Short task
Which lines in the entries below contain the string "flower", with case taken into account? Copy every such line.
**** Supplied records ****
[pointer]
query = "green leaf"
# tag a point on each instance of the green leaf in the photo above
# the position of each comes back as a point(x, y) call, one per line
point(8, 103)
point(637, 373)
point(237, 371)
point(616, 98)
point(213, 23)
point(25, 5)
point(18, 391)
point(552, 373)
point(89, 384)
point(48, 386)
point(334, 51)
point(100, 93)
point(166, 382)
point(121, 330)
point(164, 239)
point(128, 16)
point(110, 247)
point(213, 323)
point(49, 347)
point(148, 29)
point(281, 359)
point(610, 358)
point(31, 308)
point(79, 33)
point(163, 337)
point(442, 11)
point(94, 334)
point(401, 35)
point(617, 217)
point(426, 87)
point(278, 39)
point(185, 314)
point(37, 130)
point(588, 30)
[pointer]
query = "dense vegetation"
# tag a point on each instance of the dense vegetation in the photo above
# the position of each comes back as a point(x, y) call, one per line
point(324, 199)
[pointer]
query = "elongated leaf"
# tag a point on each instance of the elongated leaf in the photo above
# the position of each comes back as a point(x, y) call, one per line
****
**** Supplied records ****
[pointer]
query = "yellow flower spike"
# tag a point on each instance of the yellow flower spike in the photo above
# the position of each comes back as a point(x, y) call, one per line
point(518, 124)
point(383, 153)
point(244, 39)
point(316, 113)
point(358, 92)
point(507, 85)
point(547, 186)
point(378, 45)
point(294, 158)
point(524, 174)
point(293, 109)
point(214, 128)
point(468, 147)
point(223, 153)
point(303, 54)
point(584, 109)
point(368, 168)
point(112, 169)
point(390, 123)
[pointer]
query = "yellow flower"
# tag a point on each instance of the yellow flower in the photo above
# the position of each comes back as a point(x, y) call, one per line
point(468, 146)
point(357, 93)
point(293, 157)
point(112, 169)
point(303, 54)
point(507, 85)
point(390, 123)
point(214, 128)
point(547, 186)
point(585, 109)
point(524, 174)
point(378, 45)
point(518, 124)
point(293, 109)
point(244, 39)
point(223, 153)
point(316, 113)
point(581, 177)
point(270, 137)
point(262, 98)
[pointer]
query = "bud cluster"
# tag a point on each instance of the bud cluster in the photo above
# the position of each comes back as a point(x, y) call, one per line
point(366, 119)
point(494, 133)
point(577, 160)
****
**** Supplied records ****
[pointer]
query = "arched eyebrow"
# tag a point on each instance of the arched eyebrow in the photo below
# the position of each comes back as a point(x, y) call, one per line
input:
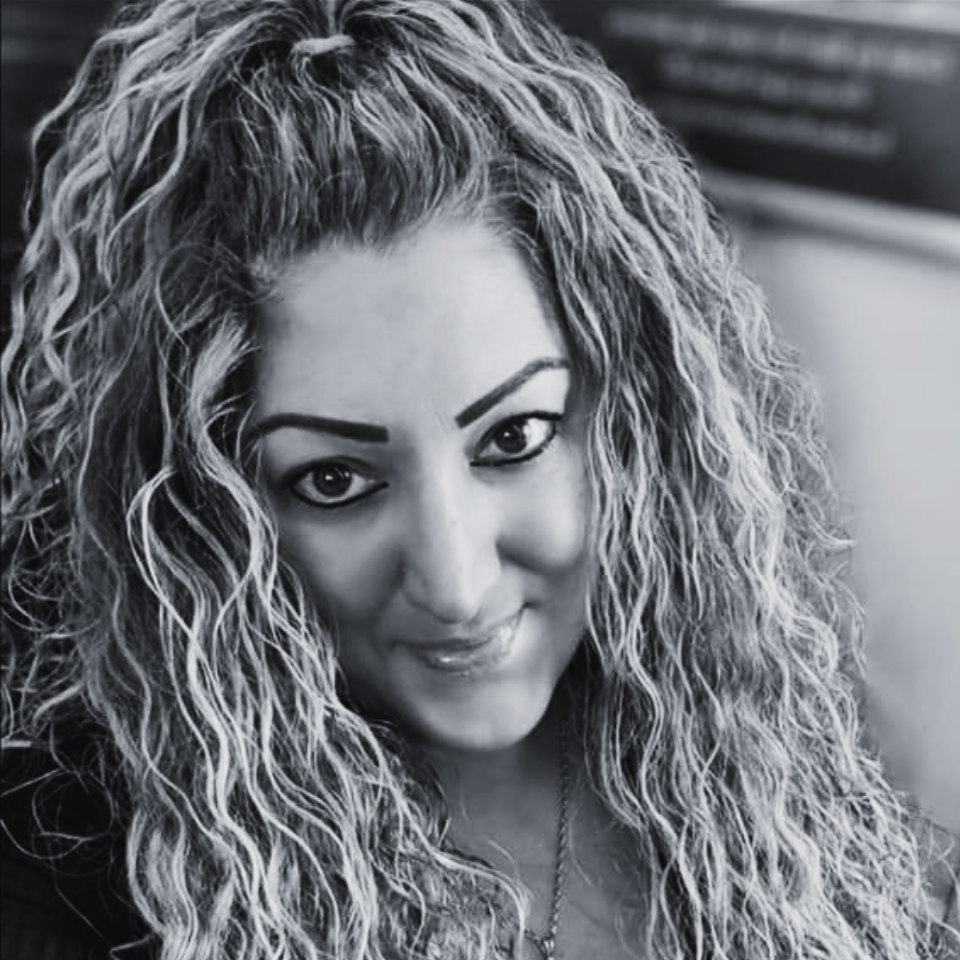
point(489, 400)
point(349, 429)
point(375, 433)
****
Full answer
query = "yellow flower spike"
# tag a point on each instance of the yellow flower spike in the photo above
query = "yellow flower"
# tag a point on each instance of the yellow flower in the photo above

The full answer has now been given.